'''

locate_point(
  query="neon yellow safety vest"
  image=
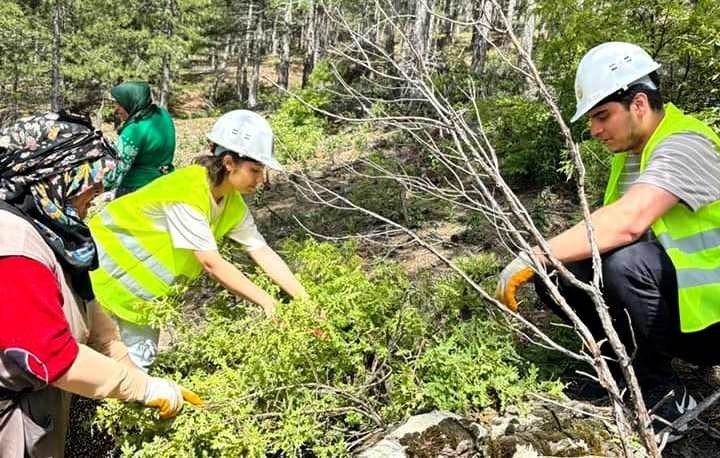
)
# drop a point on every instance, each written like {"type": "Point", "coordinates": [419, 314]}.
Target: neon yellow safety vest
{"type": "Point", "coordinates": [691, 239]}
{"type": "Point", "coordinates": [137, 259]}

'''

**TASK DIRECTIONS**
Would you return all of the data above word for word, omitting every picture?

**RESPONSE TO THE TASK**
locate_point(
  query="neon yellow safety vest"
  image=
)
# drop a point on every instance, each written like {"type": "Point", "coordinates": [419, 314]}.
Target: neon yellow safety vest
{"type": "Point", "coordinates": [691, 239]}
{"type": "Point", "coordinates": [137, 259]}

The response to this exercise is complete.